TASK INSTRUCTIONS:
Copying nothing before it, reproduce the line that holds "of the area" and every line after it in the data, exactly.

Stored dataset items:
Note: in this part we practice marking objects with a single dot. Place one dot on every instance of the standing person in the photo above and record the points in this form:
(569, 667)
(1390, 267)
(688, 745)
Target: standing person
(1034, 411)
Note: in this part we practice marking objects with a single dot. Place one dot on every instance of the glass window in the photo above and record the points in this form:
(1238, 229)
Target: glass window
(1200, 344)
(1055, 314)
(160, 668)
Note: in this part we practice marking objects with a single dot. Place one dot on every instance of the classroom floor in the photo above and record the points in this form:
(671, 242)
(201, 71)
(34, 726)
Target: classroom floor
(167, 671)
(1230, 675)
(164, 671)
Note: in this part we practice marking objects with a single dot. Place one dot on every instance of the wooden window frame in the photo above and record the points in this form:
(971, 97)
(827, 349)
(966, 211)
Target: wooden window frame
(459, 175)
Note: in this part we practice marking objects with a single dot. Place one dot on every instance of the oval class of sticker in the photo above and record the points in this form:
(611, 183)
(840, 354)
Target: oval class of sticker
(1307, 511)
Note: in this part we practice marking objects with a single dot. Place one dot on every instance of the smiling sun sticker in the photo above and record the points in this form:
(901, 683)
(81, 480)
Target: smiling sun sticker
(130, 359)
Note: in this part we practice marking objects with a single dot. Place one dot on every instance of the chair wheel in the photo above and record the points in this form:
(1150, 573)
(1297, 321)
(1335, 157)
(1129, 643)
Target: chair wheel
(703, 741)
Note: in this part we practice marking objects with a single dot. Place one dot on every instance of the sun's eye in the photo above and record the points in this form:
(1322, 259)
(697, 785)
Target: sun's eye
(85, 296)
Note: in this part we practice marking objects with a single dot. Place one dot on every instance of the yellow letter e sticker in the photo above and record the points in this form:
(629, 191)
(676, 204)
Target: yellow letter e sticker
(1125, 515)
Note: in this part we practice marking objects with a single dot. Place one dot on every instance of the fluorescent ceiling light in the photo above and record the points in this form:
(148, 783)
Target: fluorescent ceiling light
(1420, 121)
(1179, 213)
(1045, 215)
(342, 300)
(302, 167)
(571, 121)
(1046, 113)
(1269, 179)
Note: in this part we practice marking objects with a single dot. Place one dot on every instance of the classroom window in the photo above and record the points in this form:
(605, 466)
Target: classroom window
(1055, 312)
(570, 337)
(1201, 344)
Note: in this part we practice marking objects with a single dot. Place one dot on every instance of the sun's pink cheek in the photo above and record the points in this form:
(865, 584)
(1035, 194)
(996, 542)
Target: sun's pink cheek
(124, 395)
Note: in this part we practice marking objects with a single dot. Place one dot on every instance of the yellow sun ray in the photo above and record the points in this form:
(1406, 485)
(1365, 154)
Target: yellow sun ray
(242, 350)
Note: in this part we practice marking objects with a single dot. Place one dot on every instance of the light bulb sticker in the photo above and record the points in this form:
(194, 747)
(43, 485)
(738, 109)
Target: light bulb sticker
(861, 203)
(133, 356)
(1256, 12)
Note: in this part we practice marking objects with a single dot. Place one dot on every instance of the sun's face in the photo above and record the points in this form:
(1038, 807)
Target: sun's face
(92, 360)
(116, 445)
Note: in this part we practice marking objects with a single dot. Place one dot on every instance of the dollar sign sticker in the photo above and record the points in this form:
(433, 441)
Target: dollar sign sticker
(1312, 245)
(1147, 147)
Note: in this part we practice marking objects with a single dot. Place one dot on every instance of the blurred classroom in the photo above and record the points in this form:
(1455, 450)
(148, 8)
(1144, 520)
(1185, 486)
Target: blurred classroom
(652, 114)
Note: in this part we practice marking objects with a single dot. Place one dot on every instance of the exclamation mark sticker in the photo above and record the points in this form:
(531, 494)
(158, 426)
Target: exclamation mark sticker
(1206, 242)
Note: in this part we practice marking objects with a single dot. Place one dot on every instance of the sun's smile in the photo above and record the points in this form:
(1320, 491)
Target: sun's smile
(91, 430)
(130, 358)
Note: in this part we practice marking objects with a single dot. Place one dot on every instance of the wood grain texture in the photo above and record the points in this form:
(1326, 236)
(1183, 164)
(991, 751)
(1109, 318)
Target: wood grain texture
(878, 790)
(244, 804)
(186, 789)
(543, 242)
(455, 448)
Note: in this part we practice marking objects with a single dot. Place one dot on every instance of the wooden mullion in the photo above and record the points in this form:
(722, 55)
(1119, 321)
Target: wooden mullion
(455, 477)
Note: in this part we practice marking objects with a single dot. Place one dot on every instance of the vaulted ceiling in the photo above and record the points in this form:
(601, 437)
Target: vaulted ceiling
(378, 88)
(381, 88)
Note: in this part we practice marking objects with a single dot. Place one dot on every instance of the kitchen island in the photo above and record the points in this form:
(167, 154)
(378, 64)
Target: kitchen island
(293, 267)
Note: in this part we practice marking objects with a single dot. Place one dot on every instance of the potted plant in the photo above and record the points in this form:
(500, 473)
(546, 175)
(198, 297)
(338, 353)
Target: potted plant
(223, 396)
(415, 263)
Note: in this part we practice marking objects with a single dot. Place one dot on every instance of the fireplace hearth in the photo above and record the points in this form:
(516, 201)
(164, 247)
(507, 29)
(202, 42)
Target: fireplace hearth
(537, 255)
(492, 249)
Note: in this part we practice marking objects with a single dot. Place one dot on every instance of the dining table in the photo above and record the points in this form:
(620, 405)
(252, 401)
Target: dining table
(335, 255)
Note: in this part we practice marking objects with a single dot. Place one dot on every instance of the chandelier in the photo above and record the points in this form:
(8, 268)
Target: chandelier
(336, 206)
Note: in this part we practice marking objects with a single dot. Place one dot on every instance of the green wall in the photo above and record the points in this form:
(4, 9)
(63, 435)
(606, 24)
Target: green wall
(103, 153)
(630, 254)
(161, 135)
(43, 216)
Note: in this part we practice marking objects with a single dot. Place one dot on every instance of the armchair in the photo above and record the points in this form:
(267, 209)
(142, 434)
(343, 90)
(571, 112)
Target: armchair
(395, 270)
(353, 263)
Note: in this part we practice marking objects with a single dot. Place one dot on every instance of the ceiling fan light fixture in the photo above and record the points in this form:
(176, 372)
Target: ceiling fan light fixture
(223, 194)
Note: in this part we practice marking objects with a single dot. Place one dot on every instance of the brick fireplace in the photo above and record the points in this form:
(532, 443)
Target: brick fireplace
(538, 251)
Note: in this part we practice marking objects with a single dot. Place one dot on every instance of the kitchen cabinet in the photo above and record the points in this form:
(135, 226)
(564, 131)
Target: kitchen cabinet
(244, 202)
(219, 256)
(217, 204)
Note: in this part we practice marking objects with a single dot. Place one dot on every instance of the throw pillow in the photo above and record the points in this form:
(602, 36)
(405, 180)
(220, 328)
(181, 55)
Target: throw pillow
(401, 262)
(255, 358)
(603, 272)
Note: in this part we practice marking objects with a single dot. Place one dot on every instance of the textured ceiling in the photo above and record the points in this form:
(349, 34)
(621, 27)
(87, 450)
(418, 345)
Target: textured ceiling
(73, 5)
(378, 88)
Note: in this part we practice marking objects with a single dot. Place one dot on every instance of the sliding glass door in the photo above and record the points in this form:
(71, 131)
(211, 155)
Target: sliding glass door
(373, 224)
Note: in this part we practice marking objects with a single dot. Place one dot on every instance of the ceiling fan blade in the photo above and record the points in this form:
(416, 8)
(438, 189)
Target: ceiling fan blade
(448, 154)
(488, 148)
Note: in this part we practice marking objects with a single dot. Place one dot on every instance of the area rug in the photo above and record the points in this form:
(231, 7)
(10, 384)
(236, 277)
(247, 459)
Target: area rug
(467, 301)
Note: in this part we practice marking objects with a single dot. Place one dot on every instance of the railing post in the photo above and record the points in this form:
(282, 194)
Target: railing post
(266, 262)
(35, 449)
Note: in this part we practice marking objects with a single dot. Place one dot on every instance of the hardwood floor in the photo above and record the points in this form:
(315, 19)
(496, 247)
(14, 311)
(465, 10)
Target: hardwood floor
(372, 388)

TASK OUTPUT:
Note: in this part we practice marking objects with a single dot. Place one dot on every instance of the area rug in the photo above and record the points in this form:
(231, 7)
(10, 384)
(236, 277)
(247, 459)
Target: area rug
(467, 301)
Note: in this part we practice marking objects with a single dot. Place one dot on every instance of the railing post in the photo above and record the points in this form:
(282, 194)
Target: railing post
(266, 262)
(35, 449)
Note: in this part we practice marking objects with a single dot. Place one dot on every instance of the hardwood floor in the photo above and record the points in this form:
(315, 19)
(496, 247)
(14, 311)
(465, 10)
Target: hardwood floor
(372, 388)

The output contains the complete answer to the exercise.